→ **Trecho da página**:
Quando ela se separou e voltou a ser professora para garantir o sustento, ela
sempre incentivou o estudo. Ela dizia: 'Nós somos pobres, então a única
possibilidade é estudar'. Isso sempre me marcou. Eu tinha que ser a melhor em
todos os âmbitos e, quando me identifiquei como travesti, isso ficou ainda mais
forte", lembra.
Harvard nunca pareceu
uma possibilidade para aquela jovem de origem pobre. A universidade, uma das
melhores de todo o mundo, só lhe era acessível nos filmes e pela televisão.
Agora, que a formação na renomada instituição, é real, ela já se permite sonhar
ainda mais.
"São as travestis
chegando em lugares que antes não eram imagináveis, ainda mais vindo da
realidade em que eu nasci", celebra.
"Meu sonho
profissional agora é estar num trabalho que eu sinta que esteja mudando a vida
das pessoas. Posso dizer que quero chegar na ONU? Acredito que hoje eu possa,
sim. Talvez ser presidenta da organização... Mas, além da cadeira, saber que
estou dando lugares para meninas trans do amanhã", sonha Victória Dandara
Amorim, primeira travesti brasileira a ir pra Harvard.
A ideia de estudar em
Harvard veio quando conheceu as bolsas de estudos internacionais da Fundação
Estudar. A instituição ajuda pessoas a estudarem para as provas e a lidar com
as burocracias necessárias para adentrar nas universidades norte-americanas. Com
esse suporte, ela conseguiu passar não apenas em Harvard, mas em uma lista de
faculdades que inclui Berkeley, Northwestern, Georgetown, Nova York (NYU),
Columbia, Los Angeles (UCLA) e American University.

→ **Listagem fornecida**:
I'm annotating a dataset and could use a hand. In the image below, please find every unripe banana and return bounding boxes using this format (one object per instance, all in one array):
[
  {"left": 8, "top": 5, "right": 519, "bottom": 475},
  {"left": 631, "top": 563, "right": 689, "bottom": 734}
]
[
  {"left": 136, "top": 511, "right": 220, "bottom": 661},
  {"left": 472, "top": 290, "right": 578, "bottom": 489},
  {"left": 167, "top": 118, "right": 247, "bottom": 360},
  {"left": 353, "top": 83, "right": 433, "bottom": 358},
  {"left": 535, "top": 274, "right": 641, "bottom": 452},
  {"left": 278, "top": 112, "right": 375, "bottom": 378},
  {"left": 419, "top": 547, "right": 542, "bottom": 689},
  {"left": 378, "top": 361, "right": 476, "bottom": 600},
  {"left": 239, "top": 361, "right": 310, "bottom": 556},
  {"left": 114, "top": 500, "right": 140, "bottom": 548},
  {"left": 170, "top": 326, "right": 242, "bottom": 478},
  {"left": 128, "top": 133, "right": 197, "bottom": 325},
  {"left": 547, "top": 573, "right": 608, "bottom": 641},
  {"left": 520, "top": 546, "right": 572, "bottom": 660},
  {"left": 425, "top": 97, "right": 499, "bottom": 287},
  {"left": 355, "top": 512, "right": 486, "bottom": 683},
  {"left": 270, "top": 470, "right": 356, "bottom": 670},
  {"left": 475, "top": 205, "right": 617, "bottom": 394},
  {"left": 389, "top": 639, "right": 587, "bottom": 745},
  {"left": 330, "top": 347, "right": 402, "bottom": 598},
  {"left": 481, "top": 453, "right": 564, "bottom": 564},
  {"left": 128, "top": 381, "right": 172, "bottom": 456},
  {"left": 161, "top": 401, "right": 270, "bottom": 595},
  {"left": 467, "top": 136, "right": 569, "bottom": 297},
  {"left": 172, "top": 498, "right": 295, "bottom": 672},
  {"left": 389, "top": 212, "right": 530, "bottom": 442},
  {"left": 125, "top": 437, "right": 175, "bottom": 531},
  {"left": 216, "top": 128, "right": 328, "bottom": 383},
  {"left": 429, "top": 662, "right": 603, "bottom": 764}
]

→ **Tarefas**:
[1] No trecho sobre Victória Dandara Amorim, o que fez surgir a ideia de estudar em Harvard?
[2] Prolongue o trecho sobre Victória Dandara Amorim a partir da última frase apresentada.

→ **Respostas esperadas**:
[1] Ela conheceu as bolsas de estudos internacionais da Fundação Estudar.

[2]
·
Nem todo o caminho teve essa glória
Gostar do estudo era
muito mais do que Dandara conseguia compreender. Hoje, ela considera um local
de aconchego, mas reconhece que tinha um sentimento de responsabilidade. Como
irmã mais velha, ela já havia presenciado o pior e queria proporcionar à mãe e
aos irmãos o que há de melhor.
"Eu não tenho
brinquedos da infância, todos foram comidos por ratos. Eu não acho isso bonito,
eu vejo e acho cruel. Eu acho bonito a força que eu tive para sair dessa
realidade. Também não acho que outras pessoas tenham que passar por isso pra
chegar onde estou", admite.
Na adolescência,
Dandara conseguiu uma bolsa para cursar o ensino médio em um colégio particular
religioso. Sua transição de gênero, inclusive, ocorreu neste período. A
instituição, ao saber o que acontecia, não retirou seu benefício, mas também
não a acolheu.
Segundo relata, ela
era proibida de usar o banheiro da instituição, para evitar que os pais das
alunas reclamassem. Dandara, então, tinha que atravessar a rua e utilizar o
banheiro de shopping que ficava em frente à instituição onde estudava.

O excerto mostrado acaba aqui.